TRY IT:
Extract part of the passage on megaliths without any changes, beginning at the words "5. Many of those" and stopping after the words "to establish megaliths.".

READING PASSAGE:
* * * *
4. Megaliths were not settlements
The discovery of items like pottery, animal bones and bone flutes around megaliths suggests they were used as feasting sites and hubs of social activity rather than being places people lived in or next to. It’s likely that they played a significant role in bringing together dispersed agricultural populations, perhaps to exchange gifts, meet marriage partners, swap information and so on.
The discovery – via DNA tests – of five generations of family members buried together in Hazelton long barrow in the Cotswolds reveals the social cohesion of the sites.
5. Many of those buried in megalith tombs had met an untimely death
The social groups did not always co-exist in peace: “We think about one in ten people who were buried in chamber tombs were potentially killed either through an arrowhead or a blow to the head,” says Vicki Cummings.
6. Farmers may have been among the first megalith creators
During the Neolithic period, people were coming to Britain from continental Europe with the first domestic crops but also bringing traditions of building monuments. At one stage, the link between megaliths and farmers was thought to very strong because of this, but also because of the likelihood that only they would have the supplies to feed the people constructing the megaliths. However, there is evidence from other countries, including France and Japan, that hunter-gatherers were just as likely to establish megaliths.
7. Megaliths were part of a spiritual landscape
In the programme, Melvyn Bragg is particularly keen to establish any link between megaliths and religion. Vicki Cummings believes that “ritual specialists” were involved in burials and that they would have had preferential access to the tombs. The religious persuasion of these specialists would, according to Julian Thomas, be quite fluid.
“Because it's traditional oral religion rather than written religion,” Julian says, “I think it's very likely that you don't have a kind of a presiding deity or an idea of different realms like heaven or hell. Instead, I think it's likely that spirits, deities, ancestors are understood as being imminent in the landscape.”
8. Some were aligned with the cosmos
One of the reasons people look for religious significance in megaliths is that some of them appear to have been deliberately aligned, such as Stonehenge to the summer solstice and Newgrange to the winter solstice. However, not every megalith aligns in an obvious way – sometimes it’s more a case of alignment with a particular view, such as of hilltops or mountain ranges.
“When people are actually constructing these monuments and reorganising the landscape,” Julian says, “it's as if they're engineering the cosmology at the same time.”
9. Megaliths were decorated with ambiguous art
Some megaliths are decorated with designs etched on the surface of the stone, and their meaning is unclear: “It's geometric: swirls, zigzags, concentric circles and so on,” explains Julian Thomas.
The significance of the art could be more about the medium than the message and, as Julian says, “part of the process of constructing the monument”. However, he adds: “In many societies around the world today, you have symbols that have many meanings, and those meanings are elicited only in the ritual. So perhaps it's part of a system of secret knowledge.”
10. Megaliths will always retain their mysteries
We will probably never know the exact meaning of the megalith sites. The clues are punctuated with inconsistencies. For example, not every site in the west of England that was near a source of stone had a megalith. For those who chose to build them, says Vicki Cummings, the megaliths “just seem to be something that really articulated and meant a lot to them. Whatever was going on in those particular communities, whatever building a monument meant to those people, they needed to do it again and again and across the landscape.”
* * * *
DATA PROVIDED:
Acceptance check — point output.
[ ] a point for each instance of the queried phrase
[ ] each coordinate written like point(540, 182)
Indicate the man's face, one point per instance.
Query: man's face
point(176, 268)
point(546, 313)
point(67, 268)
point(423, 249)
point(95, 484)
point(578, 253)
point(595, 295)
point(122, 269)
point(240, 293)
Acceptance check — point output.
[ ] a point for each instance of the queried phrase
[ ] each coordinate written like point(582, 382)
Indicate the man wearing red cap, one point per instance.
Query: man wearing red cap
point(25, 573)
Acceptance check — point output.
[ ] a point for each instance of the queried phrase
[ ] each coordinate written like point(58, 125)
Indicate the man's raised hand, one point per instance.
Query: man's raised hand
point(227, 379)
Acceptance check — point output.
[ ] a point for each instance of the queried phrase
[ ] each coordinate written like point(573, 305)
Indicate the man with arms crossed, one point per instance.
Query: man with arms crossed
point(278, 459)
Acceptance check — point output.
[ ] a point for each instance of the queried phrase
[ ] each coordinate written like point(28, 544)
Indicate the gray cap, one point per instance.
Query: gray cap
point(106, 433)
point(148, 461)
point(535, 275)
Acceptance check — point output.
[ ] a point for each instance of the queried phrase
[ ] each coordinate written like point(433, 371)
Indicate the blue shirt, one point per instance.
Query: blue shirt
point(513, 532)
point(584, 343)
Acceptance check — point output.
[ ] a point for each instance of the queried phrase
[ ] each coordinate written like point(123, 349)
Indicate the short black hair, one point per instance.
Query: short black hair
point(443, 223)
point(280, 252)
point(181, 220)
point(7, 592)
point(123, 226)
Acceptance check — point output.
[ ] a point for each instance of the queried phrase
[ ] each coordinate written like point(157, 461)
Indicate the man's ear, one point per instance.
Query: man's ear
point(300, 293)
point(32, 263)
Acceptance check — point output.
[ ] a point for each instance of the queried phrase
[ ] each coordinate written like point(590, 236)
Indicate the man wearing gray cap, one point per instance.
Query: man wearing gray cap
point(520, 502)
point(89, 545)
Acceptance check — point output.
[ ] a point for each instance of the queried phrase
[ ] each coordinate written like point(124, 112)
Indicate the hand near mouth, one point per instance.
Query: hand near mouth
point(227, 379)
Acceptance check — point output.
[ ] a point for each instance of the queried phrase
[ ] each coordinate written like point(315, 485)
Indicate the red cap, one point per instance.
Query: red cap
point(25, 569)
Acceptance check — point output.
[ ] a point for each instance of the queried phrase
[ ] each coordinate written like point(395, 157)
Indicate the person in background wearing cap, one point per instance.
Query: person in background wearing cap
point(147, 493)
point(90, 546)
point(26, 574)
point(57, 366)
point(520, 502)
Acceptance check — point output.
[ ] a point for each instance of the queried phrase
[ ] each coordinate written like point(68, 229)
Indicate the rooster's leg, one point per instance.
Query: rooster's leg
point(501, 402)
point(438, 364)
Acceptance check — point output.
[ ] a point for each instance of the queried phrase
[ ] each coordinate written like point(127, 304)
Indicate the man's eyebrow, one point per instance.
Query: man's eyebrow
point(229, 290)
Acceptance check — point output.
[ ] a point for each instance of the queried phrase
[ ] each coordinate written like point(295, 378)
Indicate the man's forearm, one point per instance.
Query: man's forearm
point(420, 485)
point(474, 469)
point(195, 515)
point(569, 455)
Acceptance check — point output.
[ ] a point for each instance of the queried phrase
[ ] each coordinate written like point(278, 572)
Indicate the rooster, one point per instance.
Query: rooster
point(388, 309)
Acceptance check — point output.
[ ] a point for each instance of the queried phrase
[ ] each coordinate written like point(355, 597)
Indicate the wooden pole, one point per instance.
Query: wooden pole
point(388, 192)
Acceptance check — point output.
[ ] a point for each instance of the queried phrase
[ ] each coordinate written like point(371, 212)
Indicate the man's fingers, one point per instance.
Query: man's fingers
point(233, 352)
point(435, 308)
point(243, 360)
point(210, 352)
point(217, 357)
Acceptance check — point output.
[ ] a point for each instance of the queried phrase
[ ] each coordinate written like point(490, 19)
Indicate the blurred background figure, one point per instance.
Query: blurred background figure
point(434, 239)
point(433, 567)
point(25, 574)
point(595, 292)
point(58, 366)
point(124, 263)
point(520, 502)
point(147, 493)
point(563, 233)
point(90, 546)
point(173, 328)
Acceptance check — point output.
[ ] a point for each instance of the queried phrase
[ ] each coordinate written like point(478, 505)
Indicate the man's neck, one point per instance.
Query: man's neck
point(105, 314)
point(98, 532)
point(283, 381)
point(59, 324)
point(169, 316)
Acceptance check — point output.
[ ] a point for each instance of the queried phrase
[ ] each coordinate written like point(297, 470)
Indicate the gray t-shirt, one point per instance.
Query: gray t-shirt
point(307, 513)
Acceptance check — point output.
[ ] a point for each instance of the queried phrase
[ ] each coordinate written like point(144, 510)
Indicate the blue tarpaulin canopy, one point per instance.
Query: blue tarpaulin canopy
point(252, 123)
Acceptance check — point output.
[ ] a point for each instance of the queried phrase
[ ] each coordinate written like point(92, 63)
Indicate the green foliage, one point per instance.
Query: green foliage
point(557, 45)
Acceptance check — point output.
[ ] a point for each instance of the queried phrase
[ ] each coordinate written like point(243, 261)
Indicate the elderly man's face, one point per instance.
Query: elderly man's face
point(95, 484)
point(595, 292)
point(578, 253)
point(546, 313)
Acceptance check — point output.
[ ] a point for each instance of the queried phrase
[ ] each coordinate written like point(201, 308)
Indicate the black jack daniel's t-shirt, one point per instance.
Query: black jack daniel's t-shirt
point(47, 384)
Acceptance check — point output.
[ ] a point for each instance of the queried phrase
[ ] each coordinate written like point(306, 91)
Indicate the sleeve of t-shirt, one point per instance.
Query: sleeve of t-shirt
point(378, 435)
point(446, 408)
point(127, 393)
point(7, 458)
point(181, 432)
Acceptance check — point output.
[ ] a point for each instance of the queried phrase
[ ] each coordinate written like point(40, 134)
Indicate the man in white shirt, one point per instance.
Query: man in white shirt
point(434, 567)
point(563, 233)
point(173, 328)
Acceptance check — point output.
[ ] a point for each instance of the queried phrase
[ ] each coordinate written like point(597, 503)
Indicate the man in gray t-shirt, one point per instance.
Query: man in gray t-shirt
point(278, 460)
* * * *
WRITTEN SOLUTION:
5. Many of those buried in megalith tombs had met an untimely death
The social groups did not always co-exist in peace: “We think about one in ten people who were buried in chamber tombs were potentially killed either through an arrowhead or a blow to the head,” says Vicki Cummings.
6. Farmers may have been among the first megalith creators
During the Neolithic period, people were coming to Britain from continental Europe with the first domestic crops but also bringing traditions of building monuments. At one stage, the link between megaliths and farmers was thought to very strong because of this, but also because of the likelihood that only they would have the supplies to feed the people constructing the megaliths. However, there is evidence from other countries, including France and Japan, that hunter-gatherers were just as likely to establish megaliths.